■ **GIVEN INSTRUCTION**
State how many lines in the entries below contain the word "railing". Reply with the number alone.

# Start of SUPPLIED DATA

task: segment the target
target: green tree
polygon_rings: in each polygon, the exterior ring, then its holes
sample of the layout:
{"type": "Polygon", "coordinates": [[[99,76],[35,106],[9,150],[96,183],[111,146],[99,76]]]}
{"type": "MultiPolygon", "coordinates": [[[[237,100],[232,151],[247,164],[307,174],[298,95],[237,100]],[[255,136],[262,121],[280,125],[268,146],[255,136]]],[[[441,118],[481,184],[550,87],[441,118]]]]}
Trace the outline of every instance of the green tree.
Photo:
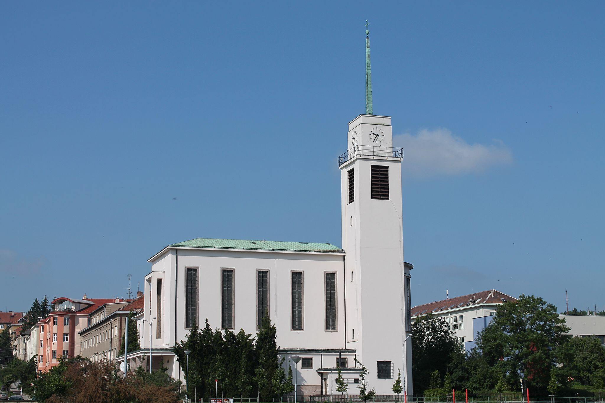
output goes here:
{"type": "Polygon", "coordinates": [[[21,326],[24,330],[26,330],[34,324],[38,323],[40,318],[42,318],[42,307],[40,306],[40,301],[38,298],[34,300],[31,303],[31,307],[24,316],[21,326]]]}
{"type": "MultiPolygon", "coordinates": [[[[130,311],[128,313],[128,352],[131,353],[141,348],[140,343],[139,341],[139,332],[137,330],[137,320],[134,319],[135,313],[133,311],[130,311]]],[[[119,355],[124,354],[125,338],[122,338],[122,344],[120,347],[119,355]]]]}
{"type": "Polygon", "coordinates": [[[436,389],[441,387],[441,377],[439,372],[435,370],[431,373],[431,381],[428,382],[429,389],[436,389]]]}
{"type": "Polygon", "coordinates": [[[605,350],[596,337],[569,338],[561,361],[569,375],[582,385],[592,385],[594,374],[605,369],[605,350]]]}
{"type": "Polygon", "coordinates": [[[357,358],[355,358],[355,362],[359,364],[361,368],[361,372],[359,373],[359,384],[357,386],[359,388],[359,399],[364,402],[373,400],[376,396],[376,391],[374,388],[370,388],[368,385],[367,379],[365,378],[368,375],[368,369],[357,358]]]}
{"type": "Polygon", "coordinates": [[[336,392],[339,392],[341,395],[344,395],[344,393],[348,389],[348,385],[342,379],[342,372],[341,371],[340,368],[338,369],[338,376],[336,377],[336,392]]]}
{"type": "Polygon", "coordinates": [[[421,393],[430,385],[431,374],[448,372],[453,357],[459,355],[460,345],[443,318],[428,314],[412,324],[412,369],[414,391],[421,393]]]}
{"type": "Polygon", "coordinates": [[[0,333],[0,364],[6,365],[13,359],[13,343],[10,332],[5,329],[0,333]]]}
{"type": "Polygon", "coordinates": [[[281,396],[283,392],[288,388],[284,385],[287,378],[278,357],[279,348],[275,343],[276,333],[275,326],[271,324],[271,319],[266,315],[257,334],[255,345],[258,357],[255,379],[260,396],[281,396]]]}
{"type": "Polygon", "coordinates": [[[393,393],[395,395],[399,395],[404,390],[403,387],[401,385],[401,370],[397,369],[397,379],[395,379],[394,383],[393,384],[393,393]]]}
{"type": "Polygon", "coordinates": [[[47,317],[50,314],[50,302],[46,295],[40,303],[40,317],[42,318],[47,317]]]}
{"type": "MultiPolygon", "coordinates": [[[[569,330],[557,309],[532,295],[519,296],[517,303],[501,304],[493,320],[476,341],[489,365],[499,361],[515,385],[520,372],[537,393],[548,390],[551,370],[556,365],[557,350],[569,330]]],[[[518,387],[515,386],[515,387],[518,387]]]]}

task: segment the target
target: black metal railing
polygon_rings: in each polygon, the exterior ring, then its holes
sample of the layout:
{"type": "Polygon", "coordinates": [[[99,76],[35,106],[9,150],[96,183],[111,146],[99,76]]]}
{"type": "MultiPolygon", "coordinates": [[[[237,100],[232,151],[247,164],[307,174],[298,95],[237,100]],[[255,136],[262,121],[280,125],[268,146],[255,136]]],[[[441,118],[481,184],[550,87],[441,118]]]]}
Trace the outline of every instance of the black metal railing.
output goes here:
{"type": "Polygon", "coordinates": [[[358,156],[402,159],[404,157],[404,149],[378,146],[355,146],[353,148],[347,150],[346,152],[338,157],[338,166],[340,166],[352,158],[358,156]]]}

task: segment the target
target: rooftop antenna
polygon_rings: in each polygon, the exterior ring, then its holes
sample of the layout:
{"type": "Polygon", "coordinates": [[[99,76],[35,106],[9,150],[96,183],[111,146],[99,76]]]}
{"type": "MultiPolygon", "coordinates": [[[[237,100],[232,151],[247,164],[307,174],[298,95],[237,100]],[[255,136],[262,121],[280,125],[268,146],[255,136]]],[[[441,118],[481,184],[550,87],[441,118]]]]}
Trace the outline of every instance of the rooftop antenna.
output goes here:
{"type": "Polygon", "coordinates": [[[126,277],[128,278],[128,288],[127,288],[126,289],[127,289],[128,290],[128,299],[129,300],[132,300],[132,292],[131,291],[131,289],[130,289],[130,279],[132,277],[132,274],[129,274],[126,277]]]}
{"type": "Polygon", "coordinates": [[[365,114],[374,114],[372,106],[372,73],[370,65],[370,23],[365,20],[365,114]]]}

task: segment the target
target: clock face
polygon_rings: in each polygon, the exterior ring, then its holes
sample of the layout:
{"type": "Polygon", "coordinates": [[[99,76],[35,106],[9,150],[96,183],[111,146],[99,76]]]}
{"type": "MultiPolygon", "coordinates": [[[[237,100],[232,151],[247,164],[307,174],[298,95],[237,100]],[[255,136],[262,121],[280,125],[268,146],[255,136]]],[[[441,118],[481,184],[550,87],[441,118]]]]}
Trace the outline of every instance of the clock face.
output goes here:
{"type": "Polygon", "coordinates": [[[384,140],[384,132],[379,127],[373,127],[370,130],[370,141],[373,144],[380,145],[384,140]]]}

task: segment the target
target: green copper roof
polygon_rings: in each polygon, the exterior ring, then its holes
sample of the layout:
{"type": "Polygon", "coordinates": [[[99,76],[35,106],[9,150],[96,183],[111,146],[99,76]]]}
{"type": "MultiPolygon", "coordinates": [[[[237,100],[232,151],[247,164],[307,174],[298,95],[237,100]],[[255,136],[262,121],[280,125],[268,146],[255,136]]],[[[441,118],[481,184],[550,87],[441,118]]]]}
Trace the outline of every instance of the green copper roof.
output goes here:
{"type": "Polygon", "coordinates": [[[284,251],[289,252],[323,252],[344,253],[344,251],[329,243],[253,241],[240,239],[211,239],[196,238],[168,247],[200,247],[204,249],[246,249],[250,251],[284,251]]]}
{"type": "Polygon", "coordinates": [[[370,65],[370,31],[365,20],[365,114],[373,114],[372,105],[372,71],[370,65]]]}

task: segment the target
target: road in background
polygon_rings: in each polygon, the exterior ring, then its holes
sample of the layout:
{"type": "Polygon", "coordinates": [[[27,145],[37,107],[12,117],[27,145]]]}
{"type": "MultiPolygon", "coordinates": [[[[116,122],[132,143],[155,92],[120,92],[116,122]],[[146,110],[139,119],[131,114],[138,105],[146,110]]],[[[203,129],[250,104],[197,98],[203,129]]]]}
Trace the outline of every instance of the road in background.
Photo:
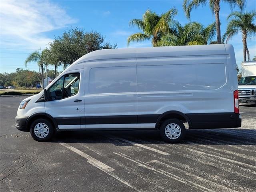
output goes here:
{"type": "Polygon", "coordinates": [[[188,130],[184,141],[157,131],[58,133],[39,142],[14,126],[26,96],[0,97],[0,191],[255,191],[256,114],[242,127],[188,130]]]}

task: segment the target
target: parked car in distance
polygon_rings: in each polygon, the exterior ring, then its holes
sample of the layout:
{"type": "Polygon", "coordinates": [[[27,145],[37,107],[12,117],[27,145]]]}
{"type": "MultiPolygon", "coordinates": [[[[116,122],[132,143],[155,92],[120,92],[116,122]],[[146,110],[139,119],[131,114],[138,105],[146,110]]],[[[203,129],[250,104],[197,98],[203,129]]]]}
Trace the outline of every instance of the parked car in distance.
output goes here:
{"type": "Polygon", "coordinates": [[[39,83],[36,84],[36,87],[37,89],[39,89],[40,88],[42,88],[42,87],[41,86],[41,85],[39,83]]]}
{"type": "Polygon", "coordinates": [[[6,89],[15,89],[15,88],[16,88],[15,87],[12,85],[7,86],[5,88],[6,89]]]}
{"type": "Polygon", "coordinates": [[[170,143],[186,122],[239,127],[235,63],[226,44],[94,51],[22,100],[15,126],[40,141],[56,130],[156,130],[170,143]]]}

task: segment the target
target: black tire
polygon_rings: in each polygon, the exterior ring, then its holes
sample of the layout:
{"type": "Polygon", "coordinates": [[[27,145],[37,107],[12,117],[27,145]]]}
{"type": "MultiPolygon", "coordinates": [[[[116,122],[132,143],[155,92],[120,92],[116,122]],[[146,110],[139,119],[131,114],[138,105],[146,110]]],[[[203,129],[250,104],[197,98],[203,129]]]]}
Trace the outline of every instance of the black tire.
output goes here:
{"type": "MultiPolygon", "coordinates": [[[[173,125],[174,126],[174,125],[173,125]]],[[[168,133],[168,130],[166,130],[166,131],[168,133]]],[[[168,143],[175,143],[181,141],[184,138],[186,134],[186,128],[185,128],[184,124],[178,119],[169,119],[166,120],[161,124],[161,126],[160,127],[160,131],[161,136],[165,141],[168,142],[168,143]],[[178,132],[180,132],[180,133],[176,136],[170,134],[169,135],[169,137],[168,137],[165,134],[165,130],[166,126],[169,124],[175,124],[180,127],[180,129],[178,130],[178,131],[177,131],[177,134],[178,132]],[[179,136],[178,136],[179,135],[179,136]],[[171,137],[172,138],[171,138],[171,137]]]]}
{"type": "MultiPolygon", "coordinates": [[[[51,122],[50,122],[47,120],[42,118],[38,119],[33,121],[33,122],[31,124],[30,130],[30,134],[31,134],[31,136],[32,136],[33,138],[36,141],[48,141],[52,138],[55,132],[55,129],[54,128],[54,126],[51,123],[51,122]],[[36,135],[35,132],[34,132],[34,130],[36,125],[39,123],[44,123],[48,126],[49,132],[47,136],[45,137],[39,137],[36,135]]],[[[39,136],[40,135],[39,134],[39,136]]]]}

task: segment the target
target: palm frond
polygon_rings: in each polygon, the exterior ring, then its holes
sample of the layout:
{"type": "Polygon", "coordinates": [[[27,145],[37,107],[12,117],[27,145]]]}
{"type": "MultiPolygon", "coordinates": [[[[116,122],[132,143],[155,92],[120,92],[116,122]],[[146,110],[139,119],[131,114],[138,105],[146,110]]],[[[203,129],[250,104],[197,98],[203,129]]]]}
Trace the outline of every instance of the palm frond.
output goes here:
{"type": "Polygon", "coordinates": [[[142,31],[144,30],[145,29],[145,25],[143,23],[143,21],[141,19],[132,19],[130,21],[129,25],[137,27],[142,31]]]}
{"type": "Polygon", "coordinates": [[[235,6],[238,6],[240,9],[240,11],[242,11],[245,7],[246,4],[246,0],[223,0],[224,2],[228,3],[232,9],[235,6]]]}
{"type": "Polygon", "coordinates": [[[128,37],[127,44],[128,46],[132,42],[141,42],[150,39],[150,37],[141,33],[137,33],[128,37]]]}
{"type": "Polygon", "coordinates": [[[206,0],[184,0],[183,10],[187,18],[190,19],[190,12],[193,8],[205,5],[207,2],[206,0]]]}
{"type": "Polygon", "coordinates": [[[174,16],[177,15],[178,10],[175,8],[172,8],[165,13],[160,16],[160,19],[154,29],[154,33],[156,34],[159,32],[164,34],[170,33],[171,31],[170,25],[174,16]]]}
{"type": "Polygon", "coordinates": [[[154,12],[147,10],[142,16],[142,20],[145,27],[144,33],[150,35],[154,34],[155,26],[160,19],[160,17],[154,12]]]}
{"type": "Polygon", "coordinates": [[[29,63],[37,62],[38,66],[40,66],[40,59],[41,55],[39,53],[39,51],[34,51],[29,55],[25,60],[25,66],[27,67],[27,65],[29,63]]]}

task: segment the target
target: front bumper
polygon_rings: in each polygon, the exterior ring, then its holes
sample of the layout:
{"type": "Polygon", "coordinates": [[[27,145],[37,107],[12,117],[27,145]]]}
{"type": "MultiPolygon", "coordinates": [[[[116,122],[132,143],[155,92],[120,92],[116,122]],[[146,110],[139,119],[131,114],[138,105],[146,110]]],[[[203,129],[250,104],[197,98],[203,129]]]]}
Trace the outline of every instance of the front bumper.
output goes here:
{"type": "Polygon", "coordinates": [[[15,127],[22,131],[29,132],[29,128],[26,125],[27,116],[16,116],[15,117],[15,127]]]}

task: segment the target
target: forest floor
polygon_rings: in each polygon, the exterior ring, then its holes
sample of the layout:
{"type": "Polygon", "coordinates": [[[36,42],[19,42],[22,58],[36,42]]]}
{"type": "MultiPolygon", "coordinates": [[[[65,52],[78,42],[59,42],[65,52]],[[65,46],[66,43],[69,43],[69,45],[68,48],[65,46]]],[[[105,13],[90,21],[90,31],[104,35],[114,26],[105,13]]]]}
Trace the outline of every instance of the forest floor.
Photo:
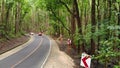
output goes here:
{"type": "Polygon", "coordinates": [[[72,47],[68,46],[65,40],[62,42],[56,40],[56,42],[59,45],[59,49],[73,59],[75,63],[74,68],[82,68],[80,67],[80,56],[76,53],[76,51],[72,47]]]}
{"type": "Polygon", "coordinates": [[[17,37],[0,41],[0,54],[5,53],[21,44],[24,44],[29,40],[29,38],[29,36],[21,36],[19,38],[17,37]]]}

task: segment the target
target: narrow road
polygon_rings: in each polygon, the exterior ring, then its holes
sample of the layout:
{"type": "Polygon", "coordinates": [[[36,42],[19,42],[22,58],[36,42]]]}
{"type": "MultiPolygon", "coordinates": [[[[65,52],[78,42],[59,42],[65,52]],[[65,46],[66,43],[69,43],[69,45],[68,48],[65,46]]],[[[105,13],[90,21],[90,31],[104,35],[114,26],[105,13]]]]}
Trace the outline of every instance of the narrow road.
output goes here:
{"type": "Polygon", "coordinates": [[[34,41],[15,54],[0,60],[0,68],[42,68],[50,50],[46,36],[34,35],[34,41]]]}

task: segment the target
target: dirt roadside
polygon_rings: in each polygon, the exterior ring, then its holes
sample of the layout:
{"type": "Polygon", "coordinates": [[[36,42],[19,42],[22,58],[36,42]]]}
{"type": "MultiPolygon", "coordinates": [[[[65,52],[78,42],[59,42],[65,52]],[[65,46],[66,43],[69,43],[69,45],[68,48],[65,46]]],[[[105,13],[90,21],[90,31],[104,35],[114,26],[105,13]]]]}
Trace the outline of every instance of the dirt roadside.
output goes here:
{"type": "Polygon", "coordinates": [[[44,68],[74,68],[74,61],[65,52],[60,51],[55,40],[51,40],[51,53],[44,68]]]}

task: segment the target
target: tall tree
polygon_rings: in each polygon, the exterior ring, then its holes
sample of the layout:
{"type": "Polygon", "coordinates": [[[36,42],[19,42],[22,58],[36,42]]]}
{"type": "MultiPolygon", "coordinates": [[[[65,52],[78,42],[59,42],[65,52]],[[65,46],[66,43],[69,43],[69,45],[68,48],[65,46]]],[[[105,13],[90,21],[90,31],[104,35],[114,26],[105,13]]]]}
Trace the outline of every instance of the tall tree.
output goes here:
{"type": "MultiPolygon", "coordinates": [[[[92,0],[92,8],[91,8],[91,23],[92,23],[92,29],[91,32],[94,34],[95,33],[95,27],[96,27],[96,14],[95,14],[95,3],[96,0],[92,0]]],[[[91,37],[91,54],[95,53],[95,48],[96,48],[96,44],[95,44],[95,40],[93,38],[93,34],[91,37]]]]}

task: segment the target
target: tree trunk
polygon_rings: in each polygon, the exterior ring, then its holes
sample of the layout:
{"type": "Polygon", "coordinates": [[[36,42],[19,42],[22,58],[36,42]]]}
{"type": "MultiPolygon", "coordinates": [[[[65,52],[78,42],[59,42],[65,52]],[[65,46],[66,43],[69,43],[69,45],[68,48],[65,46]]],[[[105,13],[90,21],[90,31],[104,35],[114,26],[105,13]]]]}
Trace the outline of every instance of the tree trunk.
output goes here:
{"type": "Polygon", "coordinates": [[[15,34],[19,31],[19,3],[16,3],[16,13],[15,13],[15,34]]]}
{"type": "MultiPolygon", "coordinates": [[[[2,5],[1,5],[1,25],[3,26],[2,30],[4,29],[5,25],[3,25],[3,23],[5,22],[5,2],[4,0],[2,0],[2,5]]],[[[1,32],[1,36],[5,37],[5,34],[3,32],[1,32]]]]}
{"type": "MultiPolygon", "coordinates": [[[[79,29],[79,34],[82,35],[82,23],[81,23],[81,18],[79,16],[79,8],[78,8],[78,2],[77,0],[74,0],[75,3],[75,10],[76,10],[76,19],[77,19],[77,25],[78,25],[78,29],[79,29]]],[[[80,44],[80,40],[78,41],[78,43],[80,44]]],[[[84,51],[83,45],[80,44],[78,45],[78,53],[82,53],[84,51]]]]}
{"type": "Polygon", "coordinates": [[[73,13],[73,14],[71,14],[71,34],[72,34],[71,40],[72,40],[72,47],[73,47],[74,49],[76,49],[76,46],[75,46],[75,44],[74,44],[74,42],[73,42],[73,40],[74,40],[73,36],[74,36],[75,30],[76,30],[76,23],[75,23],[75,5],[74,5],[74,4],[75,4],[75,3],[73,2],[73,5],[72,5],[72,13],[73,13]]]}
{"type": "MultiPolygon", "coordinates": [[[[118,25],[120,26],[120,3],[119,4],[119,14],[118,14],[118,25]]],[[[120,29],[119,29],[120,31],[120,29]]],[[[119,34],[119,39],[120,39],[120,34],[119,34]]]]}
{"type": "MultiPolygon", "coordinates": [[[[95,17],[96,17],[95,16],[95,0],[92,0],[92,9],[91,9],[91,23],[92,23],[91,32],[92,33],[95,33],[95,26],[96,26],[95,17]]],[[[93,34],[92,34],[92,37],[91,37],[91,54],[95,54],[95,48],[96,48],[96,45],[95,45],[95,41],[94,41],[93,34]]]]}

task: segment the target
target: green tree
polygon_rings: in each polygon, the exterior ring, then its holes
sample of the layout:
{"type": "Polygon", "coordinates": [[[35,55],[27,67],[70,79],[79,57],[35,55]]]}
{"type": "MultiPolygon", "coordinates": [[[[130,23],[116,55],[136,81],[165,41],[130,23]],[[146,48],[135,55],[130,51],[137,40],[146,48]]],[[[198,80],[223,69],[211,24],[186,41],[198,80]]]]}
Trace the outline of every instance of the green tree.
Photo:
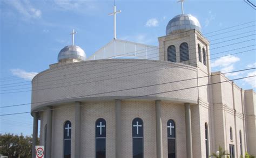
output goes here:
{"type": "Polygon", "coordinates": [[[0,134],[0,154],[9,158],[31,157],[32,140],[32,137],[24,137],[22,134],[19,136],[0,134]]]}
{"type": "Polygon", "coordinates": [[[219,147],[219,150],[218,151],[219,151],[219,154],[218,155],[217,155],[216,153],[212,153],[212,155],[211,156],[210,156],[209,157],[216,157],[216,158],[221,158],[223,156],[224,156],[224,157],[225,157],[225,156],[226,156],[226,155],[230,155],[230,154],[226,153],[226,150],[223,150],[223,149],[220,146],[219,147]]]}

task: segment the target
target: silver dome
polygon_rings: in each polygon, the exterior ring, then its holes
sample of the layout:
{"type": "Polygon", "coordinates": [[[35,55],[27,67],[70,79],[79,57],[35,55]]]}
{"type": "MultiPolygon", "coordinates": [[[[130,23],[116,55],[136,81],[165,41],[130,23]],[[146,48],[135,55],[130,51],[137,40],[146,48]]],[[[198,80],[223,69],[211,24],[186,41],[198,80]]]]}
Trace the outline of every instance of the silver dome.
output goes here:
{"type": "Polygon", "coordinates": [[[197,19],[191,15],[179,15],[170,20],[166,26],[166,35],[179,31],[193,29],[201,32],[201,25],[197,19]]]}
{"type": "Polygon", "coordinates": [[[84,51],[77,46],[67,46],[64,47],[59,53],[58,61],[63,59],[77,59],[82,61],[85,60],[86,55],[84,51]]]}

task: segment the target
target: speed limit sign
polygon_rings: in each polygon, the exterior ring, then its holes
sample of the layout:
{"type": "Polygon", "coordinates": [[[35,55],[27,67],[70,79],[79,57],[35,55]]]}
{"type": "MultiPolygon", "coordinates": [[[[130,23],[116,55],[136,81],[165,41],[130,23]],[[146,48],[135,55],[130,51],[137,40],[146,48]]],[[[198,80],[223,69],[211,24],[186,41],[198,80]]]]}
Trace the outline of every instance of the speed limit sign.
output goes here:
{"type": "Polygon", "coordinates": [[[44,146],[36,146],[36,158],[44,158],[44,146]]]}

# End of SUPPLIED DATA

■ **SOLVED PROBLEM**
2